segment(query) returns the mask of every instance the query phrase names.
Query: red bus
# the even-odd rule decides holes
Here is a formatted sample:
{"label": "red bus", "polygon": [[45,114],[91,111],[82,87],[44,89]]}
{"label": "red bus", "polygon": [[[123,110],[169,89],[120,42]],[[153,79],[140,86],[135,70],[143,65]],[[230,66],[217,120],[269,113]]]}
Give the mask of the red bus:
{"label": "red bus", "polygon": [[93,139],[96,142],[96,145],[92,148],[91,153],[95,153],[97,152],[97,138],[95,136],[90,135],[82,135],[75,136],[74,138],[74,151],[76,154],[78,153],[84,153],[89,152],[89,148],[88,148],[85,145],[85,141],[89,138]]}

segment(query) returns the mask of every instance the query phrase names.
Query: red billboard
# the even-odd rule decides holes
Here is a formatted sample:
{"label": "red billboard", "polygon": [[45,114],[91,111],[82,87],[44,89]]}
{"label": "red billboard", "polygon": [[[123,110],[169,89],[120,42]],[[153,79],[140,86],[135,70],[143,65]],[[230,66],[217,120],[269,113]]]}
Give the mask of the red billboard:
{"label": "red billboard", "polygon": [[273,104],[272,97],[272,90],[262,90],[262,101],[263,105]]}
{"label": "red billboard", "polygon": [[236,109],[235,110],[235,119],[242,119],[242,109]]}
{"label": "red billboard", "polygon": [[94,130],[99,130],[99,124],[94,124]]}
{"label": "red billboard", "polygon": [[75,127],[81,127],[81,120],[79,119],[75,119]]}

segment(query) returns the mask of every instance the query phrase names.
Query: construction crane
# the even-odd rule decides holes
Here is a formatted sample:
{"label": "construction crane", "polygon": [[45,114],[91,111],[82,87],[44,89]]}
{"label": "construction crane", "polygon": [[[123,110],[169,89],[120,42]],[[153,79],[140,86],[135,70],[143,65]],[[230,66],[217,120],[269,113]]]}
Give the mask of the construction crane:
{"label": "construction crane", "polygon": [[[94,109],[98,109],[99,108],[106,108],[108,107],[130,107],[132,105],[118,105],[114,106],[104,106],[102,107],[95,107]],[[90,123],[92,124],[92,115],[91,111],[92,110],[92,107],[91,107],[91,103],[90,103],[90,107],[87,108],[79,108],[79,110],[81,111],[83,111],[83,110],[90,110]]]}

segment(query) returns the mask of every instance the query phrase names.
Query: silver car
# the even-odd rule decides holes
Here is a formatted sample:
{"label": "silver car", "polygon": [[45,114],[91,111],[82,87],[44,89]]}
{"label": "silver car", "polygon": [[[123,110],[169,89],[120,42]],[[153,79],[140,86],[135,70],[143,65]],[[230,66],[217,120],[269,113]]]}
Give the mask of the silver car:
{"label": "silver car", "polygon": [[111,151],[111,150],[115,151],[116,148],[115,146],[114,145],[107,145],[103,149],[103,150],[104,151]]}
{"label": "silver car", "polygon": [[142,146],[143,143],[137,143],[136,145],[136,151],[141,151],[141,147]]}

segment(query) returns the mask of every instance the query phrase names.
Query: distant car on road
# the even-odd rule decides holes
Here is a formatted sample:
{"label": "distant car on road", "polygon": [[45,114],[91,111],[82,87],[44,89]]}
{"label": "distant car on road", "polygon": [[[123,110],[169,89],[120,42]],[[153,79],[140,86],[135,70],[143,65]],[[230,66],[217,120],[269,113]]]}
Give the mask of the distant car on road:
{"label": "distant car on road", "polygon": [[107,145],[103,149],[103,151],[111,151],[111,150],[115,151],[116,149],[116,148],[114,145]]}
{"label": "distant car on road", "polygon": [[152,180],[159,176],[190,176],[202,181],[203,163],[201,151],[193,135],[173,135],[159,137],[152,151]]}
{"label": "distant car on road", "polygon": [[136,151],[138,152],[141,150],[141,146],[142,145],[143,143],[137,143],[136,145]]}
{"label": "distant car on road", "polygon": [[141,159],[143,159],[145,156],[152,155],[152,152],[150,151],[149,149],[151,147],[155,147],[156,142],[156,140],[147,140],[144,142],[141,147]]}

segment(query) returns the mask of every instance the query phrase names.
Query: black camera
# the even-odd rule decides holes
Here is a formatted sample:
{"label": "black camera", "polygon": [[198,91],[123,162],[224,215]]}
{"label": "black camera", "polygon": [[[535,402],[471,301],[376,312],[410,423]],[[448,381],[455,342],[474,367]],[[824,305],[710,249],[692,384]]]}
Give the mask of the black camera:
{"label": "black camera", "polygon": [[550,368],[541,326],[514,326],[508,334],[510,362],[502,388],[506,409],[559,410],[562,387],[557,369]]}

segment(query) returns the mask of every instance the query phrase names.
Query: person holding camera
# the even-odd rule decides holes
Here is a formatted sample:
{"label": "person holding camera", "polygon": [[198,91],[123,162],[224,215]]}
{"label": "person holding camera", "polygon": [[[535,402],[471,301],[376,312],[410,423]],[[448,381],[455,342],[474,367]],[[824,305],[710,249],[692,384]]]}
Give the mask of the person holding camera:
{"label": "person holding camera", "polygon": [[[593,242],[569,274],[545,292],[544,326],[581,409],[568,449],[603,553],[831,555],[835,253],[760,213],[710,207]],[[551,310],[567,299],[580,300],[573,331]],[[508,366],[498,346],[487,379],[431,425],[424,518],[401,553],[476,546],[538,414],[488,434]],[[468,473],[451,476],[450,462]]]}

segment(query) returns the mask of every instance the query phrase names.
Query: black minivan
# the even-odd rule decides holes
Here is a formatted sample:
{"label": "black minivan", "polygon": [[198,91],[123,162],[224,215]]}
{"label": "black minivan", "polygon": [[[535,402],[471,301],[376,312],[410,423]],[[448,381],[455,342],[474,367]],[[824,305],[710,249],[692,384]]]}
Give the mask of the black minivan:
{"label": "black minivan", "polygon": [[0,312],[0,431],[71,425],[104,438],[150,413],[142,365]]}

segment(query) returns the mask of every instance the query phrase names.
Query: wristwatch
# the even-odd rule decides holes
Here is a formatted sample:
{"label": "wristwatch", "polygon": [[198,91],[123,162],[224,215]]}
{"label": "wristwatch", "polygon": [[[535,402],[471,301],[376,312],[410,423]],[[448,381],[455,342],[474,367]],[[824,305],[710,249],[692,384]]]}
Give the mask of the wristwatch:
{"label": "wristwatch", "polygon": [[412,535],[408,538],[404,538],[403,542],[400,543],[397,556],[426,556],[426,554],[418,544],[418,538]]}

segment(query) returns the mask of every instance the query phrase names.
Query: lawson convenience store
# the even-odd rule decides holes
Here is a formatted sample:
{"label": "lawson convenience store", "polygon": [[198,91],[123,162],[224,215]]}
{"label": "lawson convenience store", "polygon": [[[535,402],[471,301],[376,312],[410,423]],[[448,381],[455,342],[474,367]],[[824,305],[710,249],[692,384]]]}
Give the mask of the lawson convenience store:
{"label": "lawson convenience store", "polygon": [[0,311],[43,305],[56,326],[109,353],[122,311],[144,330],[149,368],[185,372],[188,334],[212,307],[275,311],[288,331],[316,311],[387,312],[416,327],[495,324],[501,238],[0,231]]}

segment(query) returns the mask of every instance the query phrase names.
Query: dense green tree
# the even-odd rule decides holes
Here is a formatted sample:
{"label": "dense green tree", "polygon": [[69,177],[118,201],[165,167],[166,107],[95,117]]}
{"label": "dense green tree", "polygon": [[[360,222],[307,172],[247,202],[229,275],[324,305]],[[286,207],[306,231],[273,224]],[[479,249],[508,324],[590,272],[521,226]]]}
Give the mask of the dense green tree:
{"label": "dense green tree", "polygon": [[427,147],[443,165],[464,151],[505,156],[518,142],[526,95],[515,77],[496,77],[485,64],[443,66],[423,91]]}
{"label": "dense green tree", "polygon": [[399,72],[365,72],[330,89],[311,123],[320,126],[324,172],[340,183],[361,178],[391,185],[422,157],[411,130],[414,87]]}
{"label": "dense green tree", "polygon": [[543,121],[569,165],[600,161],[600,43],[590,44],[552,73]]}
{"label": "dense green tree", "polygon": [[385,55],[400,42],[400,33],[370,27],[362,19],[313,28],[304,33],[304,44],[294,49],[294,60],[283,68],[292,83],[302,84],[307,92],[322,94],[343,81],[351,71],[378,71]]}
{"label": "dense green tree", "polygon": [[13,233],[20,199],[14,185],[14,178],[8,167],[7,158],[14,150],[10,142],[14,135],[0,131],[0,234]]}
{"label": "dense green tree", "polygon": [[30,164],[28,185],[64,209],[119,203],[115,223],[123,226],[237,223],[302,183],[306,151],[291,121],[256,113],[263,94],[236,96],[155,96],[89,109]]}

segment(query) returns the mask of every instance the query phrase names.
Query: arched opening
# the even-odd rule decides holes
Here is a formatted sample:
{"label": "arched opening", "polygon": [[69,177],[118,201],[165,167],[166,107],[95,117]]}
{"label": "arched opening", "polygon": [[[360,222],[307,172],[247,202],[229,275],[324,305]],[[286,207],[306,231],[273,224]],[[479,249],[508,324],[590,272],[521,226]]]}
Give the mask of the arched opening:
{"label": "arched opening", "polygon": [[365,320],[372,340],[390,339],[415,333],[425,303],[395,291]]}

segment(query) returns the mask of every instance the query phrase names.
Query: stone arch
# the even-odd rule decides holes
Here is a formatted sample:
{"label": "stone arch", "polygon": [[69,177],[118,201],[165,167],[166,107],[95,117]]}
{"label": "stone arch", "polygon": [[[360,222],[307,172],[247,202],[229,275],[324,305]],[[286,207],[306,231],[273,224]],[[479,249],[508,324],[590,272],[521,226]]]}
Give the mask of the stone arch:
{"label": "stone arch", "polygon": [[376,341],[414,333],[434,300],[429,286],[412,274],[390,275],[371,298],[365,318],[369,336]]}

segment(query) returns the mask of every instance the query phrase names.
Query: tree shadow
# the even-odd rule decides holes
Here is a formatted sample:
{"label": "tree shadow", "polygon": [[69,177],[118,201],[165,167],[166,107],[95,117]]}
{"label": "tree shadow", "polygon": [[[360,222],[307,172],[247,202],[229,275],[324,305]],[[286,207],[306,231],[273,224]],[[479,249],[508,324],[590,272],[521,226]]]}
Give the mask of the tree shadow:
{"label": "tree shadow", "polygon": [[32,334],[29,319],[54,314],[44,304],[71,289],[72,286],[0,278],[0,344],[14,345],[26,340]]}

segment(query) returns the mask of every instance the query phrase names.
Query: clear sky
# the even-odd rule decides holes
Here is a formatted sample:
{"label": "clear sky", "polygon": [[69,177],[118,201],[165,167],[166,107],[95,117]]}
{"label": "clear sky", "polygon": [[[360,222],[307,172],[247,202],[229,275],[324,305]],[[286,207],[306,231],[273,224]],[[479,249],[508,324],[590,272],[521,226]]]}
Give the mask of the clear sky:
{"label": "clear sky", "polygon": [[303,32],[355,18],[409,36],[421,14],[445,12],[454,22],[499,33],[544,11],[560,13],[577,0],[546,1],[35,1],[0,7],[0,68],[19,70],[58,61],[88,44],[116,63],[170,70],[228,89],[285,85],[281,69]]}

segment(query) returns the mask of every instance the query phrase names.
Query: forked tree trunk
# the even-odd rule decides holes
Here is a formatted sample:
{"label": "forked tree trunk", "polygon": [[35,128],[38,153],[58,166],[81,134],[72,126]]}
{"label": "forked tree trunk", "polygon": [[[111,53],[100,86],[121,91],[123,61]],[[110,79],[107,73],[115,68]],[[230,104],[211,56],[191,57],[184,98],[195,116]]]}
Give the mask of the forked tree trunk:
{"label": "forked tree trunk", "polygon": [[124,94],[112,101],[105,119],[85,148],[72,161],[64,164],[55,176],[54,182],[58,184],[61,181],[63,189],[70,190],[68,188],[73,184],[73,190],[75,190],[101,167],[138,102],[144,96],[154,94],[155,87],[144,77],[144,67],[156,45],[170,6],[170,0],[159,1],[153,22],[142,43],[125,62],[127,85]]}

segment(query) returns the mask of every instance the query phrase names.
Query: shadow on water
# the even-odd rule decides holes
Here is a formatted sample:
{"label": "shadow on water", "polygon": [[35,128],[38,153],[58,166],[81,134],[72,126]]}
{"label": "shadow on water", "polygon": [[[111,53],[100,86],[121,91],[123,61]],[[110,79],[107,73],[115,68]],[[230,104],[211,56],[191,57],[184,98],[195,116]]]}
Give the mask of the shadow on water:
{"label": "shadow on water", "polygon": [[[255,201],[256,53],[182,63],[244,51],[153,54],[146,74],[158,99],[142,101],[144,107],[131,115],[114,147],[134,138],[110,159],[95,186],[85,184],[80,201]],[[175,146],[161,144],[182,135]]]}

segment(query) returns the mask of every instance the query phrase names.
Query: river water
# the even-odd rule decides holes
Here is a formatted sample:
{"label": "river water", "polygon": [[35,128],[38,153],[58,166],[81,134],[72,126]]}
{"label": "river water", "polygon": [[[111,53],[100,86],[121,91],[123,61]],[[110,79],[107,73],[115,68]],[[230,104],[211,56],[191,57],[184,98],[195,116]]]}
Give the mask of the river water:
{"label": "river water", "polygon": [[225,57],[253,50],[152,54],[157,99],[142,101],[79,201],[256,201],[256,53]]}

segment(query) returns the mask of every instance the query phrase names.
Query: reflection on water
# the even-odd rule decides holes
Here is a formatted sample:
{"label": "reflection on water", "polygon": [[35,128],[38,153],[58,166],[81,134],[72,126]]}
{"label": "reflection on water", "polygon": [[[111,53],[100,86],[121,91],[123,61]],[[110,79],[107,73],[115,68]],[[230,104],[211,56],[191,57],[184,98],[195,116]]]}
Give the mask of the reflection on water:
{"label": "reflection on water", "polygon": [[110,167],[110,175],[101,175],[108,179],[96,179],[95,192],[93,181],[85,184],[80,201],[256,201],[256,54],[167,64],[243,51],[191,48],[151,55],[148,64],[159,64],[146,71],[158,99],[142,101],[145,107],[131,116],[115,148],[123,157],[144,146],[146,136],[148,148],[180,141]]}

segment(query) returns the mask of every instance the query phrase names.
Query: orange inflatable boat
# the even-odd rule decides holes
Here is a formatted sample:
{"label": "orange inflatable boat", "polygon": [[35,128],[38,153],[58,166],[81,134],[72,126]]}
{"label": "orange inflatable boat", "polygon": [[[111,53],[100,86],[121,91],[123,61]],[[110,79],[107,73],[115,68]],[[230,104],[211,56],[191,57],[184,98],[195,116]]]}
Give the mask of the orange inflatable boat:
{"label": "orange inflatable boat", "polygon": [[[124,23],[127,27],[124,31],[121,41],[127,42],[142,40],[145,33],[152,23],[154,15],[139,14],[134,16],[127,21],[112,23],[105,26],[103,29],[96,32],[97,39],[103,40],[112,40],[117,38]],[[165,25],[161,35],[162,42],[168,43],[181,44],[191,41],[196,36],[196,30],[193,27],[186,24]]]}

-=-=-

From the records above, copy out each line that contains the word "opening".

### Task answer
Query: arched opening
{"label": "arched opening", "polygon": [[69,177],[118,201],[165,167],[166,107],[95,117]]}
{"label": "arched opening", "polygon": [[[360,222],[307,172],[247,202],[229,275],[324,305]],[[286,207],[306,231],[273,224]],[[479,249],[508,324],[590,272],[521,226]]]}
Give the mask of the arched opening:
{"label": "arched opening", "polygon": [[365,320],[372,340],[390,339],[415,333],[425,303],[395,291]]}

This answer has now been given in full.